##### Data lines #####

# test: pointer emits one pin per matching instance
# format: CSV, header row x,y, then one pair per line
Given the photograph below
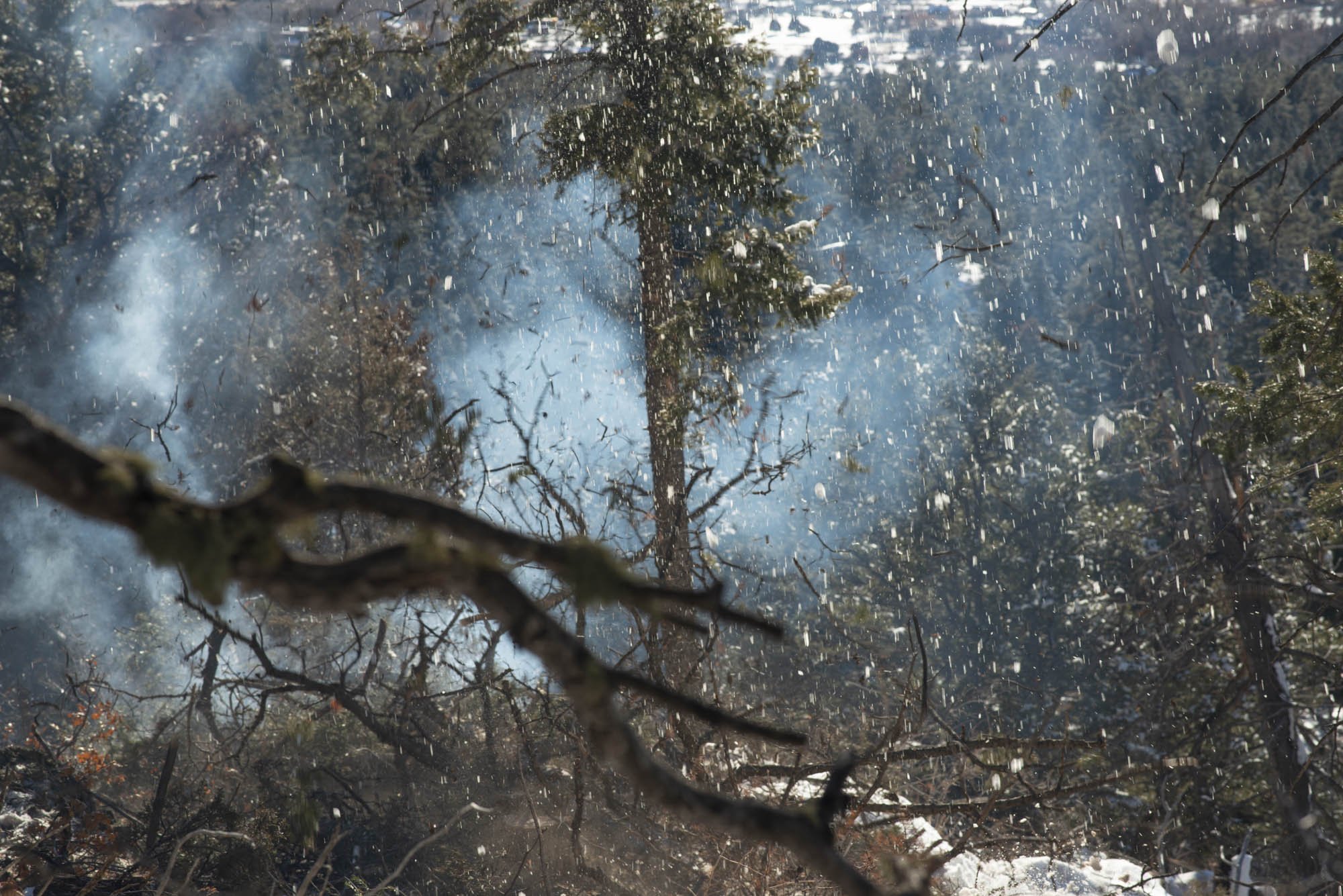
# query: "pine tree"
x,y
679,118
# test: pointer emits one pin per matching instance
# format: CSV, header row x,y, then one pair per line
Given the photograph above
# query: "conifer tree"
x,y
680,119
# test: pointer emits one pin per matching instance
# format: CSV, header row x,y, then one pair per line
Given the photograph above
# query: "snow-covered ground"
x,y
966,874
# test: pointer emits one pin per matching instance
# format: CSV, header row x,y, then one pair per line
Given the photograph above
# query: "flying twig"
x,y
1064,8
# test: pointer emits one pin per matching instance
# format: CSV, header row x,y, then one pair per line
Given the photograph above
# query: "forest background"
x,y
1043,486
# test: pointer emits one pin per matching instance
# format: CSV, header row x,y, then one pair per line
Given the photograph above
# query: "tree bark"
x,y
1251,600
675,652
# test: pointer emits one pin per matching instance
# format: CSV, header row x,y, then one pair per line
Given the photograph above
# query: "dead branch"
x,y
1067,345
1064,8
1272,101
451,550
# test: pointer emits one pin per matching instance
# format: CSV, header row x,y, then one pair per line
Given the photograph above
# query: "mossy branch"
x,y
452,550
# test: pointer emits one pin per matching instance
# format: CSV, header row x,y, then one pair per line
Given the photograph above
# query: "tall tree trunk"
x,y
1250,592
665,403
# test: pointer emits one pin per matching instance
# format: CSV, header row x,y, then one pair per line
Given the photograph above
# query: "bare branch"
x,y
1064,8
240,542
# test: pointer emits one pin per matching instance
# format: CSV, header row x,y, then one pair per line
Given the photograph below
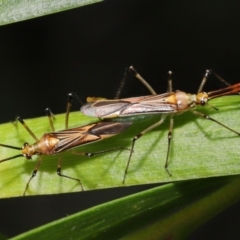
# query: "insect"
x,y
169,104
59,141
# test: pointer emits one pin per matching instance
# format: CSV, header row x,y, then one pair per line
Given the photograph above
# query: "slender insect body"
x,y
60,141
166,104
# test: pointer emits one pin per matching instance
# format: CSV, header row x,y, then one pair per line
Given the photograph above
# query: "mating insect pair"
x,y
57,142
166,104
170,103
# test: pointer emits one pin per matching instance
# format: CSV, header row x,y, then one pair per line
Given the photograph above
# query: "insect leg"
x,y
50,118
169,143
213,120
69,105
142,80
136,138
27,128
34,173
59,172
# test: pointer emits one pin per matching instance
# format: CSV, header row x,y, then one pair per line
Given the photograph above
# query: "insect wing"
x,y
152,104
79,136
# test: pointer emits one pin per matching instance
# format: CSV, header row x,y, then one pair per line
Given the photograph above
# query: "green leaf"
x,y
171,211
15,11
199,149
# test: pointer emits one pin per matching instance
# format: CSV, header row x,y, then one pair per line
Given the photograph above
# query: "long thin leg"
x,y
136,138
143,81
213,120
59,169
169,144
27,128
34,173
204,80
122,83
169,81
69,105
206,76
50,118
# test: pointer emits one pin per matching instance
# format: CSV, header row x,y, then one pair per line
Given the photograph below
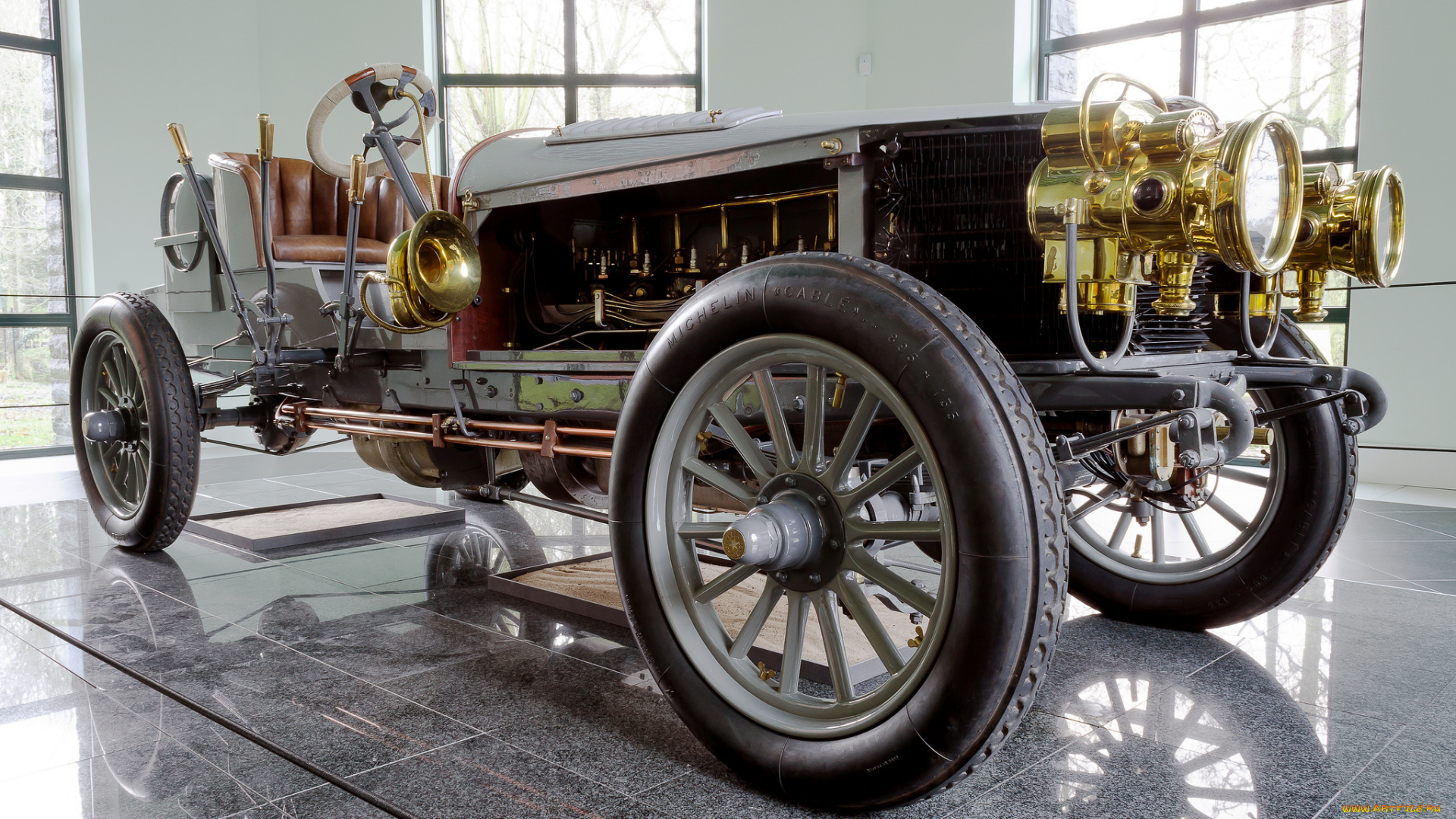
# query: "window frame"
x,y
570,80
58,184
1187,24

#####

What to produce
From start to finish, output the listing exactly, but omit its pictures.

Correct answer
# test: pointer emits one pin per matching instance
# format: CSV, header row x,y, then one pair per line
Given the photograph below
# query: "pine tree"
x,y
679,118
# test: pointer emits one pin per matching instance
# format: CSV, header row x,y, then one pair per line
Given the photograph above
# query: "conifer tree"
x,y
680,119
# test: pointer emits one pin per matching instance
# format: CSV, header row x,y, then one pair per line
Given the photograph above
# query: "snow-covered ground"
x,y
966,874
# test: pointer emits one pin per matching instance
# format: CSV, header row x,y, then one pair per line
Given the photograph above
# query: "flying twig"
x,y
1064,8
# test: pointer emits one pin per matching instance
# format: CSV, header row x,y, then one pair per line
Given the photograph above
# query: "forest background"
x,y
1043,486
# test: pointer emits one pin per matching instance
# format: CSV, header row x,y, then one pair per line
Given the photograph above
# query: "tree bark"
x,y
1251,600
675,652
# test: pointer emits one pin per matching instance
# format: CSV, header row x,y, then one pair per line
Given the photograph above
# query: "dead branch"
x,y
1067,345
1064,8
1272,101
451,550
# test: pointer emits one pin per matching instance
# format: CSV, header row x,y, then one pair per line
Given the photograph above
# query: "mossy branch"
x,y
452,550
# test: pointer emits one pin per matching instance
# format: CSV, header row x,y, then one pair per line
Given the photograph above
# query: "tall tree trunk"
x,y
1250,592
665,403
# test: pointer emits one pin per matching instance
# format: CSV, header row x,y, then one pair per line
Given the photograph above
# query: "bare branch"
x,y
1064,8
240,542
# test: pointer emits one pin per matching instance
# format: CSV, header row x,y, then one pair per line
Given the photograph below
# query: "insect"
x,y
169,104
59,141
# test: pointer emits one pin per matching instance
# format: CSV, header row x,y, then one pair per line
Given the photograph above
# query: "slender insect body"
x,y
60,141
166,104
# test: pointer emits one pin per matching instance
# format: CSV, header row x,y, then one pair per line
Given the photograph above
# query: "mating insect pair"
x,y
57,142
166,104
170,103
# test: pointer emits one pin per matching instance
# format: CSV, header row x,y, then one pair per line
Given the photograph above
# query: "insect leg"
x,y
50,118
169,143
213,120
69,105
142,80
136,138
27,128
34,173
59,172
# test: pointer emits one pin per matching instance
# format: CSV, header row x,y, then one pair per line
Given the photograph above
# query: "insect wing"
x,y
152,104
79,136
# test: pointer emits one pin per matching instance
# format: CSV, header row x,y, then one pair per line
Given the photograph above
# query: "green leaf"
x,y
171,211
15,11
199,149
# test: pointer emits one pin per matching instance
# format: CSV, header row x,y, then one pair per line
Given the photograph above
# query: "long thin leg"
x,y
136,138
143,81
213,120
59,169
169,144
27,128
34,173
204,80
122,83
169,81
69,105
206,76
50,118
# test: pointer emits one pin per matching instance
# format: CSV, header row x,y, then one pair per line
Given the photograph below
# query: "window frame"
x,y
570,80
58,184
1187,24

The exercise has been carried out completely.